> **JOB**: Please arrange the material below as a Markdown table with two columns, Row and Line, giving each line its own numbered row and leaving out blank lines.
::::::
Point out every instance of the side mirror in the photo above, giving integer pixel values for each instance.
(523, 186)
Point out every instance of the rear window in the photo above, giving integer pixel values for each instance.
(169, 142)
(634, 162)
::::::
> **EXERCISE OUTPUT**:
| Row | Line |
|---|---|
| 1 | Point out every instance of the side mirror in the photo above, giving integer pixel values for each instance. |
| 2 | (523, 186) |
| 3 | Point out every instance of the rear window in the photo above, giving integer pixel values for each instance. |
| 4 | (169, 142) |
| 5 | (634, 162) |